**PAGE EXCERPT**.
------------------------
Philippe Desmazes / AFP / Getty Images

A generation ago, Zinedine Zidane, who led France to its 1998 World Cup victory, could have chosen to play for his parent’s Algeria too. He chose France, explaining it was an easy and natural decision. But the rules were different in Zidane’s time: FIFA didn’t allow players who had played on one country’s youth teams as teenagers to switch to another. The policy was changed before the 2010 World Cup: now players can switch national teams once in their career. Many players are taking advantage of the opportunity, but nowhere in such large numbers as those opting for Algeria.  

Of course the choice of which national team to play for can be a very personal – and strategic – one.  For players who think they are unlikely to be selected for the French national team, opting for another Country is one way to improve their chances of playing at the World Cup. The French-born Algerian players have not tended to suggest a political motivation for their choice: the way Taïder put it was that his heart belonged to the countries of his parents. None have openly declared that they reject France: Taïder expressed gratitude for the training he received in the country’s academies. They have not followed the example of the French-born and raised player Benoît Assou-Ekotto, has made it a point of pride to explain that he would never play for France rather than his father’s Cameroon.

Some within the French Football Federation, however, have come to see the number of French-born and -trained players opting for other national teams as a political problem. In 2010, a whistleblower at the French Football Federation recorded a conversation among high-level administrators (including then coach Laurent Blanc) in which they mused that it might be useful to have a quota system in place in youth academies in the country to decrease the number of “black and Arab” players. Given how critical players of North African, African and Caribbean background have been and still are to French football (Patrick Evra, Karim Benzema, and Mamadou Sakho will be key players for France in Brazil this summer) this was pretty startling, even slightly absurd. But there is a long history of people, including far right politician Jean-Marie Le Pen, complaining that the French team is too black and too Arab.

And maybe some of that, in turn, has influenced the choices of a new generation of footballers like Taïder, M’Bohli and Brahimi, creating a kind of self-fulfilling prophecy. If players of immigrant background in France get the sense that they’re not particularly welcome, they may increasingly look to the homelands of their parents as they think about where to pursue their international careers. With the recent legislative victories of the Front National in France, the dream of a multi-racial Black-Blanc-Beur (black-white-Arab) French team serving as an example of successful integration seems more distant than ever.

Players of immigrant background have always been central to France’s teams, and they still are this year when the likes of Pogba, Evra, and Benzema form the core of the team. But now other European countries have caught up to France: Algeria’s first game in Brazil will be against Belgium, a team who’s success depends on players who are the children of migrants, like the phenomenal Romelu Lukaku, whose parents are from the Congo. At the World Cup, national flags will be everywhere, but many fans and players will have complex, multiple allegiances. When Algeria and Belgium play, the teams will be carrying a complex history of crossings that maps uneasily onto flags and borders. Perhaps, for a time, the pitch will become their real homeland.
------------------------
**STATED GOAL 1**.
Write out the portion of the passage on national team choices that lies between "A generation ago, Zinedine" and "opting for Algeria.", inclusive.
**STATED GOAL 2**.
Return each line of the entries that contains the string "target", treating uppercase and lowercase as different.

Region outline entries:
------------------------
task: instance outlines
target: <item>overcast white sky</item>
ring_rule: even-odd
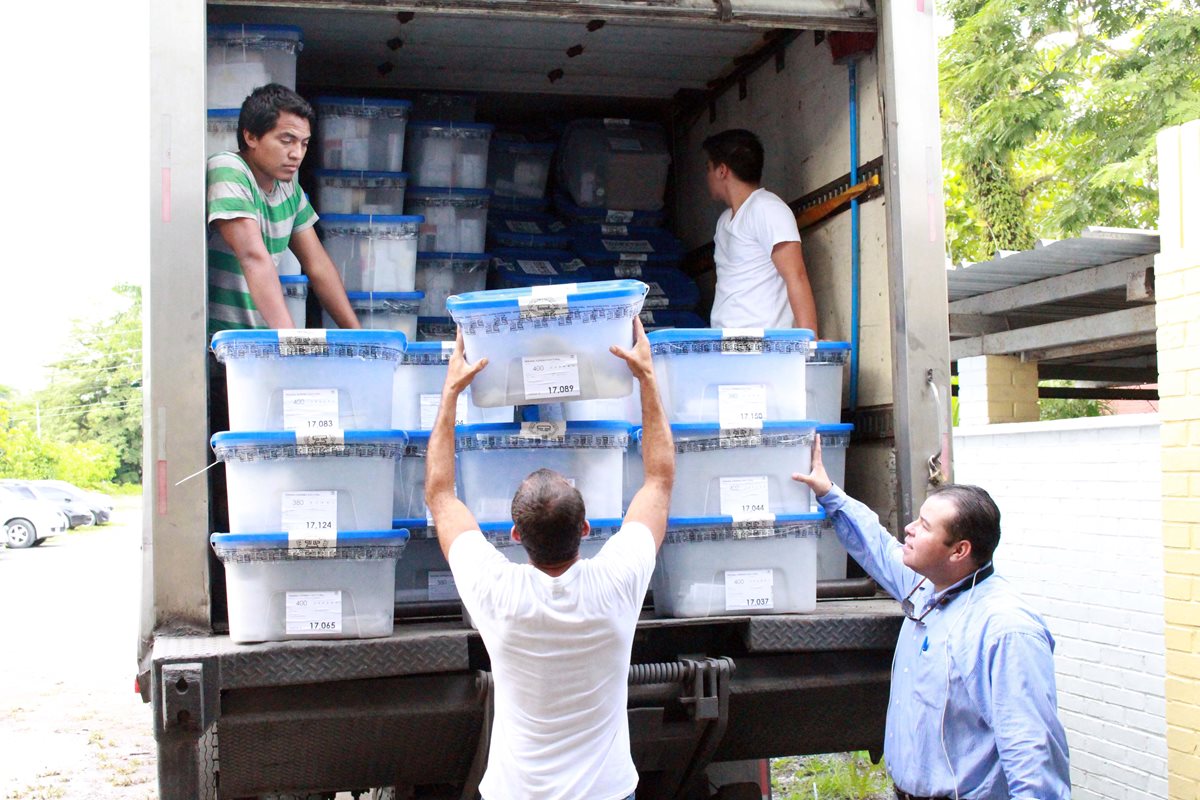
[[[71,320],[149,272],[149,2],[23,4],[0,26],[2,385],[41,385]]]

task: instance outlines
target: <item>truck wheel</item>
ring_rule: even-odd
------------------------
**EXPECTED ANSWER 1**.
A generation ago, Zinedine Zidane, who led France to its 1998 World Cup victory, could have chosen to play for his parent’s Algeria too. He chose France, explaining it was an easy and natural decision. But the rules were different in Zidane’s time: FIFA didn’t allow players who had played on one country’s youth teams as teenagers to switch to another. The policy was changed before the 2010 World Cup: now players can switch national teams once in their career. Many players are taking advantage of the opportunity, but nowhere in such large numbers as those opting for Algeria.

**EXPECTED ANSWER 2**.
target: <item>overcast white sky</item>
target: <item>truck wheel</item>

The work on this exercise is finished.